== 本文抜粋 ==
□ □ □ □ □ □ □
第6回 より豊かに、より便利に、より楽しくで幸福感を訴求した西松屋

オンリーワンで勝ち残る企業風土づくり

今後日本は、少子化・高齢化 へと進み、お客様は、それぞれの年代で異なった価値観を軸に会社(お店)が提供する商品やサービスを購入するか、購入しないか、を決定します。

国内で消費意欲の旺盛な人口(若者)が減ったとしても、会社(お店)は売り上げアップを可能にする(リピートを可能にする)ビジネスモデル(利益を生み出す仕組み)を構築しなければなりません。

このように少子化が進む今なのに、顧客満足度調査で、100点満点で73.8点という高い満足度を獲得し、業界のNO.1企業であるユニクロ(ファーストリテイリング)を抜き、「業界内 第1位」の座を獲得した会社に、西松屋という子供服の製造小売企業があります。

同社は、北海道から沖縄までの全国で800店舗近い店舗数を広げるチェーン店で、標準化された店舗を、主としてロードサイドに展開し、対象を「子ども」に絞り込むカテゴリーキラーとして(特定の分類項目の 商品のみを豊富に品揃えし、低価格で販売する小売店業態)、モノが行き渡った日本の市場相手に2011年2月期には過去最高の売上高1178億円を達成しました。

少子高齢化で買い控えが進む国内市場であっても、同社がこのように成長できたのは、経営理念に沿った現場をつくり上げ、客数と来店頻度と購買率で見事な調和(組み合わせ)を施し、リピートを起こしたからに他ならないのです。

 

1~調和(組み合わせ)~

西松屋の経営理念は、<赤ちゃんや子どもさんを持つ家庭の普段の暮らしを、“より豊かに、より便利に、より楽しく”する>ことです。

同社は、この理念に沿って以下3つのポイントにおいて、現場レベルで商品とサービスを調和(組み合わせ)させ、満足度の高い売り場をつくることで、結果としてユニクロよりお得で、お客様が楽しく感じる買い物を、経費を抑えるビジネスモデル(利益を生み出す仕組み)にして構築したのです。

1・客数・・・経理理念の~より楽しく~で品揃え
景気の影響を受けず、客数をアップさせるために同社は、お客様に~より楽しく~感じてもらう、1・気兼ねなく買える価格設定と2・カテゴリー(分類項目)の豊富さ(用途が多く、商品が少ない)を調和させ(組み合わせ)、その手法を米国のディスカウントストア(日本のホームセンターとほぼ同じ)の品揃えから導入しました。

例:87円ベビー食30~40種類、499円おしめ1種類、599円マタニティータイツとセットアップなど

2・来店頻度・・・経営理念の~より便利に~で店づくり
景気の影響を受けず、来店頻度をアップさせるために同社は、お客様に~より便利に~感じてもらう、1・単一の価格設定と2・これがあったら生活が少し向上すると感じる店づくりを調和させ(組み合わせ)、その技法を米国のバラエティーショップ(雑貨中心の100円ショップ)の店舗レイアウトから導入しました。
□ □ □ □ □ □ □
== 提供データ ==
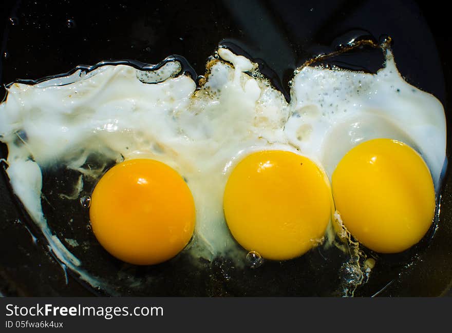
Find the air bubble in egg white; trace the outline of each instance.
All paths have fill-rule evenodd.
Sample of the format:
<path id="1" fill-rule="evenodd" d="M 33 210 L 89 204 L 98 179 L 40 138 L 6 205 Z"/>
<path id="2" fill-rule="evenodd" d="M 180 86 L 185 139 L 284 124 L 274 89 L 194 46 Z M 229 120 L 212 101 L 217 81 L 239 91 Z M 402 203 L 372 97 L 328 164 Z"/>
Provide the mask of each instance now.
<path id="1" fill-rule="evenodd" d="M 84 208 L 89 208 L 91 206 L 91 197 L 89 195 L 84 195 L 80 198 L 80 204 Z"/>
<path id="2" fill-rule="evenodd" d="M 262 257 L 256 251 L 250 251 L 247 254 L 247 261 L 252 268 L 257 268 L 263 263 Z"/>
□ □ □ □ □ □ □
== 課題の内容 ==
[1] 本文抜粋の中で、西松屋が見事な調和を施したと述べられている要素をすべて挙げてください。
[2] 本文抜粋から、「このように少子化が進む今なの」で始まり「組み)にして構築したのです。」で終わる部分を、両端の語句も含めて一字一句そのまま書き写してください。

== 解答一覧 ==
[1] 客数、来店頻度、購買率

[2]
このように少子化が進む今なのに、顧客満足度調査で、100点満点で73.8点という高い満足度を獲得し、業界のNO.1企業であるユニクロ(ファーストリテイリング)を抜き、「業界内 第1位」の座を獲得した会社に、西松屋という子供服の製造小売企業があります。

同社は、北海道から沖縄までの全国で800店舗近い店舗数を広げるチェーン店で、標準化された店舗を、主としてロードサイドに展開し、対象を「子ども」に絞り込むカテゴリーキラーとして(特定の分類項目の 商品のみを豊富に品揃えし、低価格で販売する小売店業態)、モノが行き渡った日本の市場相手に2011年2月期には過去最高の売上高1178億円を達成しました。

少子高齢化で買い控えが進む国内市場であっても、同社がこのように成長できたのは、経営理念に沿った現場をつくり上げ、客数と来店頻度と購買率で見事な調和(組み合わせ)を施し、リピートを起こしたからに他ならないのです。

 

1~調和(組み合わせ)~

西松屋の経営理念は、<赤ちゃんや子どもさんを持つ家庭の普段の暮らしを、“より豊かに、より便利に、より楽しく”する>ことです。

同社は、この理念に沿って以下3つのポイントにおいて、現場レベルで商品とサービスを調和(組み合わせ)させ、満足度の高い売り場をつくることで、結果としてユニクロよりお得で、お客様が楽しく感じる買い物を、経費を抑えるビジネスモデル(利益を生み出す仕組み)にして構築したのです。